■ Exercise instructions ■
Set down, please, without alteration, the lines of the entries below from the first through the one containing "Target: white door trim".

■ Task input ■
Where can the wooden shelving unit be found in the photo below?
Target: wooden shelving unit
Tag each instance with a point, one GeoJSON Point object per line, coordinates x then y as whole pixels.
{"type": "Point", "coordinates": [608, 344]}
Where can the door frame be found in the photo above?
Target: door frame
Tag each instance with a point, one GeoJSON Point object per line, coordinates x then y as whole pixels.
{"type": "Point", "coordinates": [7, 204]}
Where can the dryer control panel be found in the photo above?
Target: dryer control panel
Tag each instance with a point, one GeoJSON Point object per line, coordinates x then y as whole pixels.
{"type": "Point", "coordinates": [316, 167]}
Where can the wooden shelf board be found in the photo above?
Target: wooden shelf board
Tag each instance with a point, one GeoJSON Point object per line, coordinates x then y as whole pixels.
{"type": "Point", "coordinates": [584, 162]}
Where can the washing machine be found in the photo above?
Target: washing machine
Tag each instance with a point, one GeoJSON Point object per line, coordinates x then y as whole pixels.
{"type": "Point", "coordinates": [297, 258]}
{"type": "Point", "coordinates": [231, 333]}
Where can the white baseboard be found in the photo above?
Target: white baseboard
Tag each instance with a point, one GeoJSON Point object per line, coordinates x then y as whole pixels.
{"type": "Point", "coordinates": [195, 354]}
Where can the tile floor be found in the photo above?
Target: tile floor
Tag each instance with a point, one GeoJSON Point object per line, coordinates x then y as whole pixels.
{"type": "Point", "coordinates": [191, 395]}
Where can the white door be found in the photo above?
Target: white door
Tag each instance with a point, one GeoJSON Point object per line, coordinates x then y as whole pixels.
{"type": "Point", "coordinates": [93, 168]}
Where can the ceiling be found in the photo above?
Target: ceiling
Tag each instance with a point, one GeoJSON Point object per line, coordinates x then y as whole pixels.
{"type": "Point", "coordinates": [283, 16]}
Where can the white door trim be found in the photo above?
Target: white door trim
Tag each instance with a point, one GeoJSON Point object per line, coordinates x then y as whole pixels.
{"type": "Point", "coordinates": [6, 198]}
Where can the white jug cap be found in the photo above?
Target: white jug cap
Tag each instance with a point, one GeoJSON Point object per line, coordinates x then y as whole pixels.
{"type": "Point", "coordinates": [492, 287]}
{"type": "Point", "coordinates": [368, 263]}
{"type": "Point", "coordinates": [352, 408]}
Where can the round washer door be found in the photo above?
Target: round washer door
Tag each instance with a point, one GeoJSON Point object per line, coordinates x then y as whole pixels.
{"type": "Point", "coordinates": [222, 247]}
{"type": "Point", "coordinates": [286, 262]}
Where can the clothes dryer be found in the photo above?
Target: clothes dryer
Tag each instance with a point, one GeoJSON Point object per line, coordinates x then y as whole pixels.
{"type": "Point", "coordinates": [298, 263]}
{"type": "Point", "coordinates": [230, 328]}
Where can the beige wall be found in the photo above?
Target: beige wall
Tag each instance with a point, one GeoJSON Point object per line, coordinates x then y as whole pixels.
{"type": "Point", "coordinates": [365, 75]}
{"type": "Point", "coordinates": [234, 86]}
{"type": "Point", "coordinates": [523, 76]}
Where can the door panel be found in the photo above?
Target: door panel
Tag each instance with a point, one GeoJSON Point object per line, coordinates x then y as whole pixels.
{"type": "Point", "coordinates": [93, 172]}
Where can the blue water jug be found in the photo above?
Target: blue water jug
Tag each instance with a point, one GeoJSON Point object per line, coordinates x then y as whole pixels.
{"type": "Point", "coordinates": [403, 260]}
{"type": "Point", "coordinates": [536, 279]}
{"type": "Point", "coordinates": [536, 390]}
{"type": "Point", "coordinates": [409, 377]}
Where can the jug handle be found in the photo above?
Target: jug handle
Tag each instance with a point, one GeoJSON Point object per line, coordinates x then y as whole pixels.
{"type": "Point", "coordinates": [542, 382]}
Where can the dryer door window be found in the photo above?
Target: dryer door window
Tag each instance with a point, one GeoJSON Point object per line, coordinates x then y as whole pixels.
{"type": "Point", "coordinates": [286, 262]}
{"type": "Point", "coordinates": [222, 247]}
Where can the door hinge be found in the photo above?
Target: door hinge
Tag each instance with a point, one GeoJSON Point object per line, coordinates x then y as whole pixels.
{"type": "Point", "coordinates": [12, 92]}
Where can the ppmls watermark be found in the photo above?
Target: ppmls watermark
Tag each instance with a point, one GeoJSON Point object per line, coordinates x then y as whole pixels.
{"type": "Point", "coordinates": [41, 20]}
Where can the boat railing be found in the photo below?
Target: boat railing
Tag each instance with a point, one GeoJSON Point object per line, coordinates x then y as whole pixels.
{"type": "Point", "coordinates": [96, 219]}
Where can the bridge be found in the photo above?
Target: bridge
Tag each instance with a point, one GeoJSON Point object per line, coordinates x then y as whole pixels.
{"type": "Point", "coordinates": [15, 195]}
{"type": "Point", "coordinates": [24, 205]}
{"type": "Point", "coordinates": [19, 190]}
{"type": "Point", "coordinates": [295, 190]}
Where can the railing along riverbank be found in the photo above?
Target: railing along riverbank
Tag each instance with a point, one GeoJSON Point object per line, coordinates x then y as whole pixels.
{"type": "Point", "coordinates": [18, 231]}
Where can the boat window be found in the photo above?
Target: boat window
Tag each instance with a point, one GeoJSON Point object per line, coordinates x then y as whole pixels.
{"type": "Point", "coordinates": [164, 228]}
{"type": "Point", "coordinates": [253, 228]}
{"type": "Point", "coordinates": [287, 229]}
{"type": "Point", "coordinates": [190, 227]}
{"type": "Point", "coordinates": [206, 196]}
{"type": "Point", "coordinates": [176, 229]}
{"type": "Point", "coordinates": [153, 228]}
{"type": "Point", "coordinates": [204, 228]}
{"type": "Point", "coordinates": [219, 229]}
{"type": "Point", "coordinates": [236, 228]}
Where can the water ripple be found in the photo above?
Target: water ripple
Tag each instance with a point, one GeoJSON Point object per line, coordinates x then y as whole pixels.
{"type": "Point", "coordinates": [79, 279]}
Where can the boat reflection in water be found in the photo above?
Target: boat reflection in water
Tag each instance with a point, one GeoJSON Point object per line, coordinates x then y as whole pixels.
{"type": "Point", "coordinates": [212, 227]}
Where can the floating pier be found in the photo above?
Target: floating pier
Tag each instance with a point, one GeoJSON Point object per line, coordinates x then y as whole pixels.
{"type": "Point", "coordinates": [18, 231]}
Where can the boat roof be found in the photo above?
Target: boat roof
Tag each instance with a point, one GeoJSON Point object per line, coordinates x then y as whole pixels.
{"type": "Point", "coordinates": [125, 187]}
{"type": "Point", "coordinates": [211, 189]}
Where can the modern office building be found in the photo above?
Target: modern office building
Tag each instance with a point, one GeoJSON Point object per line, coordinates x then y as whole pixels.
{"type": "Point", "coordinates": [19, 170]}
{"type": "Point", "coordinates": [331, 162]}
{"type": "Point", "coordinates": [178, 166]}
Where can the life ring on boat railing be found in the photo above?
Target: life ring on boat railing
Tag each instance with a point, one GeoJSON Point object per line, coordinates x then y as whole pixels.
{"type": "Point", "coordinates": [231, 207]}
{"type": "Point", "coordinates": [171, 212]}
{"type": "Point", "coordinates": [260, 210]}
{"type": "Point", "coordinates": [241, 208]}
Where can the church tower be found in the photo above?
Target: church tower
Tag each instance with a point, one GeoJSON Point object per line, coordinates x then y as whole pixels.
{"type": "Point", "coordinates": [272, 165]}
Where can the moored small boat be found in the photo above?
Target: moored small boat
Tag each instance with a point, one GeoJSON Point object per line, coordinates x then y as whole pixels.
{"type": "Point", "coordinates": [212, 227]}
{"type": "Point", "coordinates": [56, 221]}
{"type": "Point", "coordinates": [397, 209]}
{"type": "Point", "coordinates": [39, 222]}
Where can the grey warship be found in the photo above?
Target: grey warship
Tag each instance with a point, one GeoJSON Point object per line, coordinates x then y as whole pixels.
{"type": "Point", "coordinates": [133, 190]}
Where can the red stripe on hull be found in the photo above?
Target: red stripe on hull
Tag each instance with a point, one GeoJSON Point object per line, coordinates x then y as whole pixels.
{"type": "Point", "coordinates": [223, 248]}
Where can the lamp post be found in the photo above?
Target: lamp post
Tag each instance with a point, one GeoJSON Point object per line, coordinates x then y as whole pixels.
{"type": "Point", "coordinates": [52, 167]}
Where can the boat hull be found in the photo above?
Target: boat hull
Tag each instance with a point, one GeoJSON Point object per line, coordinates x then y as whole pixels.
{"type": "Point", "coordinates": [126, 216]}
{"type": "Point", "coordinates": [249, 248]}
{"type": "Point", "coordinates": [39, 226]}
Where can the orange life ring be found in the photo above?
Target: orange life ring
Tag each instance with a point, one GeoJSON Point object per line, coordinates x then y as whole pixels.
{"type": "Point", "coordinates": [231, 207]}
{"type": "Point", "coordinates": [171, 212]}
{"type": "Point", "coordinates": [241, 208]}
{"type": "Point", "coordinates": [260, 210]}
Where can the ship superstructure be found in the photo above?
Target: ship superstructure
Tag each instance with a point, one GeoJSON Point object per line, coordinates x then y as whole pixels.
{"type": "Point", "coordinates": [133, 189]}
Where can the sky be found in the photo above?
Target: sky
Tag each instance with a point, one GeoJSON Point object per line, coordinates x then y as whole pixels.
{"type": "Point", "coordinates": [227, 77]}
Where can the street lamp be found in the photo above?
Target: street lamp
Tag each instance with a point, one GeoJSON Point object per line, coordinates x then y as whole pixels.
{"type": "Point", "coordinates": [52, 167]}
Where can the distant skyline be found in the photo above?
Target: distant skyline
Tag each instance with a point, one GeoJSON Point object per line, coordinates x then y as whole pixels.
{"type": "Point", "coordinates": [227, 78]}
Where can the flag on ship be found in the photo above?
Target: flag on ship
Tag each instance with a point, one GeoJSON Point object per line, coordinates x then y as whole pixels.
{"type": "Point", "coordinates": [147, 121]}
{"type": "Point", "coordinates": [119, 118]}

■ Your response ■
Where can the wooden shelving unit be found in the photo below?
Target: wooden shelving unit
Tag each instance with a point, one GeoJSON Point object per line, coordinates x then y as whole pixels.
{"type": "Point", "coordinates": [608, 344]}
Where can the door frame be found in the photo above?
Target: door frame
Tag each instance with a point, one GeoJSON Point object per line, coordinates x then y as whole pixels.
{"type": "Point", "coordinates": [7, 204]}
Where can the dryer control panel be found in the photo above?
Target: dryer control panel
Tag each instance with a point, one GeoJSON Point object per line, coordinates x then y as whole pixels.
{"type": "Point", "coordinates": [316, 167]}
Where can the wooden shelf board be found in the photo above?
Target: wooden shelf board
Tag each instance with a point, one GeoJSON Point object per line, coordinates x then y as whole pixels.
{"type": "Point", "coordinates": [584, 162]}
Where can the washing machine be found in the photo above?
Target: washing machine
Tag each instance with a point, one GeoJSON Point object per line, coordinates x then y as whole pixels.
{"type": "Point", "coordinates": [297, 258]}
{"type": "Point", "coordinates": [231, 333]}
Where can the white baseboard be found in the photo above?
Target: white baseboard
Tag each instance with a point, one GeoJSON Point object per line, coordinates x then y as whole pixels.
{"type": "Point", "coordinates": [195, 354]}
Where can the tile floor be found in the photo above?
Target: tile floor
Tag each instance with a point, one GeoJSON Point object per line, coordinates x then y as whole pixels.
{"type": "Point", "coordinates": [191, 395]}
Where can the white door be found in the photo above?
Target: white door
Tag each instance with a point, one GeoJSON Point object per line, coordinates x then y as whole pixels.
{"type": "Point", "coordinates": [93, 168]}
Where can the ceiling be found in the photo above?
Target: ceiling
Tag each instance with a point, one GeoJSON Point object per line, coordinates x then y as whole pixels.
{"type": "Point", "coordinates": [283, 16]}
Where can the white door trim be found in the photo above?
Target: white door trim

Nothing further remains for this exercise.